**Action item**
Write out all of the records precisely. Skip anything that is a picture.

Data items
********

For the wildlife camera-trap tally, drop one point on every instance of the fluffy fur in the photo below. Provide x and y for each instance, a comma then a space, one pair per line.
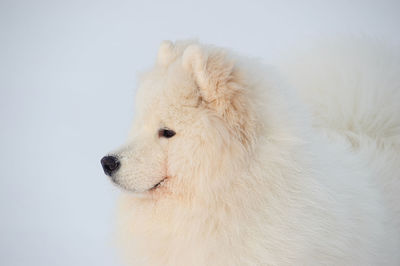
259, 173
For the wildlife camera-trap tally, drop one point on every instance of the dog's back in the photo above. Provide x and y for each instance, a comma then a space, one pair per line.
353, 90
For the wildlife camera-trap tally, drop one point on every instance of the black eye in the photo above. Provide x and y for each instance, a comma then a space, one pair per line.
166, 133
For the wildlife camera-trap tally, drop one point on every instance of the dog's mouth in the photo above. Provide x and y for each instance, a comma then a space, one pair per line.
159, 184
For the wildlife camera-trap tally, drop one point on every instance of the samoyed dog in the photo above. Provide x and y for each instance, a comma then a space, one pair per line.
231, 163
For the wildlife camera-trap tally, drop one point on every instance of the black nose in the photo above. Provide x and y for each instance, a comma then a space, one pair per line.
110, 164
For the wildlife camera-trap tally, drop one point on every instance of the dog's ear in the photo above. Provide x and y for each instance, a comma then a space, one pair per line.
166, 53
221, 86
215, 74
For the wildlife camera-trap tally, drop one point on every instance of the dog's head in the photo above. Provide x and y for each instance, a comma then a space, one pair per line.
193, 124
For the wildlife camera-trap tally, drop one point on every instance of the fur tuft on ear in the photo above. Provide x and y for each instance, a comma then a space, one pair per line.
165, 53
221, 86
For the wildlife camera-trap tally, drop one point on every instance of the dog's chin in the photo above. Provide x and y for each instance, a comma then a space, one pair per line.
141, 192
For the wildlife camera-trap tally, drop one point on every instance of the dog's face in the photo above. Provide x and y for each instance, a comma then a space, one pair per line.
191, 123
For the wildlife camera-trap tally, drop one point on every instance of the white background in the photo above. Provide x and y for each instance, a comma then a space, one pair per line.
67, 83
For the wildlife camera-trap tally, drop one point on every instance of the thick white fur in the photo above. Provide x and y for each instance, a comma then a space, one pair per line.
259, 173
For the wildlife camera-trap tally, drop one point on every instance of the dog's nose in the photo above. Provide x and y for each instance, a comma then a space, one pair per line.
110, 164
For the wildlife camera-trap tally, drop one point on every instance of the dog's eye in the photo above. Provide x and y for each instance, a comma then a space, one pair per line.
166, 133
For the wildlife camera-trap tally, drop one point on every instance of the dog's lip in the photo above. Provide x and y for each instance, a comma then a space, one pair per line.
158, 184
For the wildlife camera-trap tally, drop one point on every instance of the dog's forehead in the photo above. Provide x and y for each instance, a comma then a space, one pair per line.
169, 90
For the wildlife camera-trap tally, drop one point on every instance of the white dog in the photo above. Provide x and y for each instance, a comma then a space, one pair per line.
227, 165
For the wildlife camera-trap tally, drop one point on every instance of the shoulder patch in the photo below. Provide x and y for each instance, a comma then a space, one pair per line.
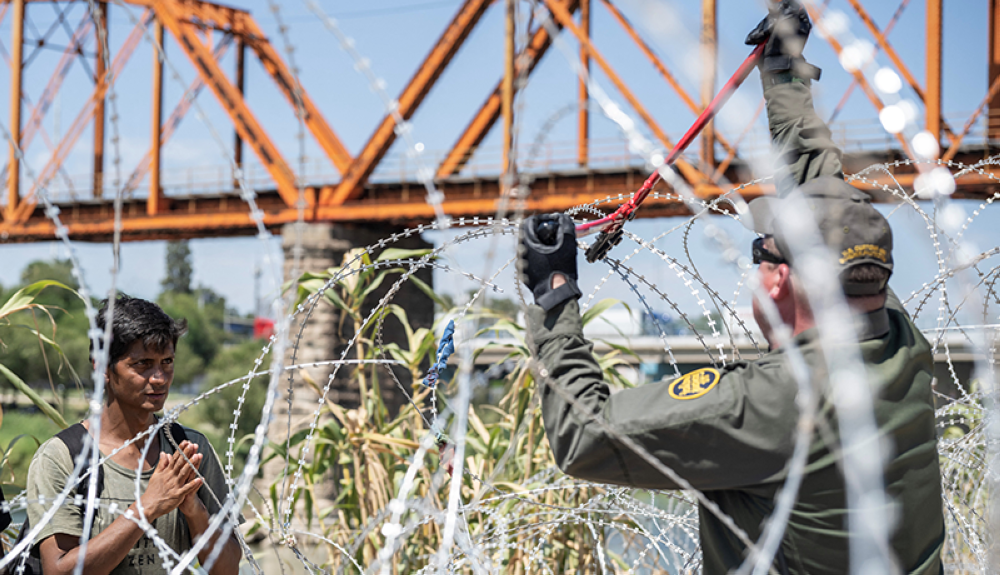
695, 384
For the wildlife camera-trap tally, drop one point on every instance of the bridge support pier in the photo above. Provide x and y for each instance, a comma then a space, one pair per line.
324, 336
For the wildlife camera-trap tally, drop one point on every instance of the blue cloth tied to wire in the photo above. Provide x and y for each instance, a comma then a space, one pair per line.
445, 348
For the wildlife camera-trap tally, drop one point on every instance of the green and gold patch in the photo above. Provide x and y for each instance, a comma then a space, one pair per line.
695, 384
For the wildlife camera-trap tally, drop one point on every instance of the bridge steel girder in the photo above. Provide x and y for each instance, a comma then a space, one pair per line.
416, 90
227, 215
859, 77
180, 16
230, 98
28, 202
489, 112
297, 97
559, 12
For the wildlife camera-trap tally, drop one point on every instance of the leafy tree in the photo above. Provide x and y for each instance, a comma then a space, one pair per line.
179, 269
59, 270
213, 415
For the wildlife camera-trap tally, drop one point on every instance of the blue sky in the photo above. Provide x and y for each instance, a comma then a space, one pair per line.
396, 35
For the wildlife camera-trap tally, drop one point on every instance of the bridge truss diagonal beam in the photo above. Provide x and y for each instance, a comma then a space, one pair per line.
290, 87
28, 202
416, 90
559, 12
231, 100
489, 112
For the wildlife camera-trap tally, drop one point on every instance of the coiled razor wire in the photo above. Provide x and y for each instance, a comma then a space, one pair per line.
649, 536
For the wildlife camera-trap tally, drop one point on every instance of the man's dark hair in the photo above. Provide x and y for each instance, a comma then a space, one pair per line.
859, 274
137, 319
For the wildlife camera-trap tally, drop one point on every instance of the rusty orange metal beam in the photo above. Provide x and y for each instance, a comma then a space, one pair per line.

********

**Solution to this task**
For the wildlife camera-trap tally, drop one point on every instance of the fluffy fur in the photo below. Provide x and y for each instance, a comma then a space, one pair per line.
259, 173
For the wildlife camera-trap tally, drop one point on every instance of the dog's back in the photo above. Provide x and y for each instance, a comma then a space, one pair per line.
353, 90
For the wildlife camera-trap tally, drop one point on every instance of the black eye in the photo above. Provide x and y for each instance, a comma then a space, one pair per line.
166, 133
For the wildlife camera-trap tally, drop one point on every instance of the dog's mouth in the photo above. Provide x and y for each instance, a comma then a space, one pair per line.
159, 184
For the wildlife camera-trap tally, drop one point on every instance of the samoyed dog in the photo above. Provide x and y for each instance, a comma then a space, one pair per line.
231, 163
For the wildlife camera-trap tally, drop one point on every instance of the black nose in the photo above. Provide x and y for each instance, a comma then a space, one pair per line.
110, 164
For the wildlife camera-trap tally, drop one point on every instance of the dog's ear in the photo above. Provide x and y for each instance, a comma then a space, one pair per line.
166, 53
221, 86
215, 74
For the wildlife camera-trap tally, drop one point on every instance of the dog's head in the photo above. Provide x and y for each instance, a comma then a space, one pair per line.
193, 124
For the wildlife camera-trap tally, drop one point on every instance of the fur tuft on ear in the photo above. Provide x and y for each instance, a comma then a space, one pair per line.
165, 53
221, 86
For the wildlife camera-trap tally, drop one point on every instance of the dog's chin in the photo above. Provide x and y for each instance, a comma then a space, one pair per line.
141, 192
For the wildlife camera-trap tally, drop one point on every instance of the dog's face in the photo above. Provide x and y for each instance, a comma then a space, one pair per line.
191, 123
For the wildlife camera-trap tally, drop one point on every instance of the white background in the photo above. Provide x and y for each instance, a comma then a space, one pair per line.
67, 83
For the wildlife camera-trap tally, drop one point on every instance of the thick white fur in the photo above. Provide x and y for each instance, a comma then a space, one pair per line.
259, 173
For the wildlife camera-trap tally, drop one point on every instance of the dog's nose in the photo above. Provide x and y for each instance, a comma then a space, one pair per line.
110, 164
For the wildlife camera-trap tally, drop one point on every instance of the dog's eye in the photo above. Provide x and y for each instance, a comma then a space, one pair per line.
166, 133
For the wildlife camera-trap tally, drop one point on every instance of the dog's lip in the photo above. Provide x and y for each instance, a comma then a space, one pair per line.
158, 184
For the wildlife camera-trap tally, drop one point on every instance of the dog's forehead in the photo above. Provide x and y for each instance, a comma then a space, one pair per line.
169, 90
For the wildlife camera-trap tally, drop one point on every instance of the white dog in the photo above. Provide x and y for each instance, a comma then a space, one pair per line.
227, 165
For the wildlife camera-trap tally, drop one point on every instance of the shoulder patch in the photo below. Provide x and y for each instance, a comma then a space, one pair per line.
695, 384
For the wildlife camera-trap tally, drop one point on every instance of the bridge support pier in the photo above. Provide x and y for each instance, a comma then a space, one pair per line.
324, 336
For the wildlife camera-trap tally, drop one point on every instance of the blue cloth tied to wire in the photo above. Provide x and y for each instance, a comma then a space, one pair per line.
445, 348
For the wildlife camera-trap tally, drop one point on every instance of the green and gold patch in the photo above. Provide x and y for each instance, a comma then a space, one pair per line.
695, 384
For the wildlife camera-trap tally, drop one point on every instance of the bridge steel girder in the photo above. Provide x and y for each instance, a comma then a space, one pair per line.
416, 90
227, 215
859, 77
180, 16
230, 98
28, 202
489, 112
297, 97
559, 12
For the wildlife camera-trap tally, drop one point on every instance of the leafy tree in the photo above. Provide x and y for each instance, a comma then a space, one pair per line.
179, 269
59, 270
213, 415
For the wildlife camera-trap tally, drop one point on every instance of the blue sky in the photo above. Provide x and y for each instance, a comma then a space, one pair per line.
396, 35
For the wildlife camera-trap tally, drop one point on every instance of the bridge truss diagonal beam in the photo above. Provide x and y for each instance, a comma then a space, one pair per line.
290, 87
28, 202
416, 90
559, 12
231, 100
489, 112
For the wildlife camera-trap tally, drop one point on every instance of the coiled razor wire in the photo above. Provide x and y for each instance, a comma then a space, one pair per line.
649, 536
For the wildlife camera-trap tally, drop one point on every instance of the man's dark hair in the photo above. Provide x and y for each instance, a comma then a space, one pair per line.
859, 274
137, 319
For the wildlife camera-trap tally, drop one point on every instance of the rusty orange metal beam in the photo above. Provide x and y for each instance, a comma then a space, one pair per line.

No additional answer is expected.